===== Data for this task

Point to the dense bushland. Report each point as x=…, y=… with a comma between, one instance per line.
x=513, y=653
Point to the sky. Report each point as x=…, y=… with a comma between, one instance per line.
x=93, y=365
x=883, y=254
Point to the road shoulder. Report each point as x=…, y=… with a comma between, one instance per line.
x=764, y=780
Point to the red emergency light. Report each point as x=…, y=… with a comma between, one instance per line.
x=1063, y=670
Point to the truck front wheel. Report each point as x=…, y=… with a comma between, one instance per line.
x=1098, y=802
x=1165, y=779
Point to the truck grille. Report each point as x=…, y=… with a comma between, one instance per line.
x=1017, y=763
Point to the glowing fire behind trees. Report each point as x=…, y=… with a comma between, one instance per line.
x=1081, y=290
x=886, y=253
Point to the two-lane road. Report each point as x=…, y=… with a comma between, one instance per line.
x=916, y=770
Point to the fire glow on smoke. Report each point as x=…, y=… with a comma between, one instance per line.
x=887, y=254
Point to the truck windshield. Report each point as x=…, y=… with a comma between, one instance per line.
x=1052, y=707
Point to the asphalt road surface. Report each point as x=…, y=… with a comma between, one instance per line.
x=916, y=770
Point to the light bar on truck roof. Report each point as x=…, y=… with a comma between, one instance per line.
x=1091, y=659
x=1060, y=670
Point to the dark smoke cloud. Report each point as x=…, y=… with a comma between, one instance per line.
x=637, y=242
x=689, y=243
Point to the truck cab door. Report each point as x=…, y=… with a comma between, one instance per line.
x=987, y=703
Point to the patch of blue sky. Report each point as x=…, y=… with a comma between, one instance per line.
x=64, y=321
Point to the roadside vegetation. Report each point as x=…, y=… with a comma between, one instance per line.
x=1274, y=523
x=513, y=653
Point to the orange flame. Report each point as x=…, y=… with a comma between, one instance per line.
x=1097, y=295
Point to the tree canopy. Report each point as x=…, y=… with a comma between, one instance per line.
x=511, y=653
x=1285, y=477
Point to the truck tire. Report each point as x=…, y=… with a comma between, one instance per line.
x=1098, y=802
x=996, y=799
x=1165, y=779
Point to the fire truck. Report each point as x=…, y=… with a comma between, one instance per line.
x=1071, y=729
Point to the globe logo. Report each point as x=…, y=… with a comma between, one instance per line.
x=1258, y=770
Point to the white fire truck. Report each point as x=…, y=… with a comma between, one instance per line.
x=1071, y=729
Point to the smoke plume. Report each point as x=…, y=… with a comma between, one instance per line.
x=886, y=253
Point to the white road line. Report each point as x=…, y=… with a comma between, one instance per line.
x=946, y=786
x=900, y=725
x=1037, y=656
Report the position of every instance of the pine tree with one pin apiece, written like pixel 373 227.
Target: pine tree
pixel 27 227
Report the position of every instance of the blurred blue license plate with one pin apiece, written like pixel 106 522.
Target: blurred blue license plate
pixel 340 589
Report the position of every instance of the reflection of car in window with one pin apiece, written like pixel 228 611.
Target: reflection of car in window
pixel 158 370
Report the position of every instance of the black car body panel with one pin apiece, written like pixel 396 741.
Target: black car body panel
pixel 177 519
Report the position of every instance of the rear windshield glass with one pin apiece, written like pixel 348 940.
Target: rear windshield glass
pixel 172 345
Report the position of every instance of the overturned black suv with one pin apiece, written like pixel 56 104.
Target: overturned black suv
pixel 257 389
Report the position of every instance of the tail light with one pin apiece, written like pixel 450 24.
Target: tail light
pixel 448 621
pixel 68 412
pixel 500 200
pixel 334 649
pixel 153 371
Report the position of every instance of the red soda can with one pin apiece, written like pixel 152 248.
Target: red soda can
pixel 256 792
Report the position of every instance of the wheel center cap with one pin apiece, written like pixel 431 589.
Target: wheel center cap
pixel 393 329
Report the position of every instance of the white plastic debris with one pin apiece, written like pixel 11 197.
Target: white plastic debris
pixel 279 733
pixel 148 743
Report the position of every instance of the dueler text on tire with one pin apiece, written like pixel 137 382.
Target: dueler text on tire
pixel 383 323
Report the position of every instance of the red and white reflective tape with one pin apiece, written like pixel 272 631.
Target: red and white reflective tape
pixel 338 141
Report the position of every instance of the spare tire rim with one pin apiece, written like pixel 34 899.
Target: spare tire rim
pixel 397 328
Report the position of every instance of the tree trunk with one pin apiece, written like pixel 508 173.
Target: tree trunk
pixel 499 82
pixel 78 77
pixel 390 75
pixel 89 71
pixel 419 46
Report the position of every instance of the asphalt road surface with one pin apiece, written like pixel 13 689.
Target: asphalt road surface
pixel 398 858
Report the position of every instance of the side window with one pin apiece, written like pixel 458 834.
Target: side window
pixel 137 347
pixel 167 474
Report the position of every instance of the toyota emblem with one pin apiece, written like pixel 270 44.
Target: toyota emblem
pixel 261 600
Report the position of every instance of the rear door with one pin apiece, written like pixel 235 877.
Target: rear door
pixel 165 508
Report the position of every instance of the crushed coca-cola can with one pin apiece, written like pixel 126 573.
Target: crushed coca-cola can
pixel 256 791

==========

* **Your goal**
Rewrite the stretch of records from the start through the line containing "x=1017, y=763", with the requests included and kept as they are. Multiply every coordinate in the answers by 2.2 and round each result to a whole number, rounding halves up.

* **Task answer**
Point to the dense bushland. Report each point as x=…, y=… with a comma between, one instance per line.
x=1129, y=1437
Point to the sky. Report each point as x=…, y=… with a comma between, one instance per line.
x=205, y=803
x=1943, y=559
Point to the road shoulder. Report each point as x=…, y=… with a comma between, one instance per line.
x=1681, y=1716
Point to the red emergency light. Report each point as x=…, y=… with a comma between, one instance per line.
x=2339, y=1474
Point to the truck front wheel. Report each point as x=…, y=… with a comma between, one instance per line.
x=2416, y=1764
x=2563, y=1714
Point to the truck grille. Report each point as x=…, y=… with a comma between, one instance per line.
x=2237, y=1679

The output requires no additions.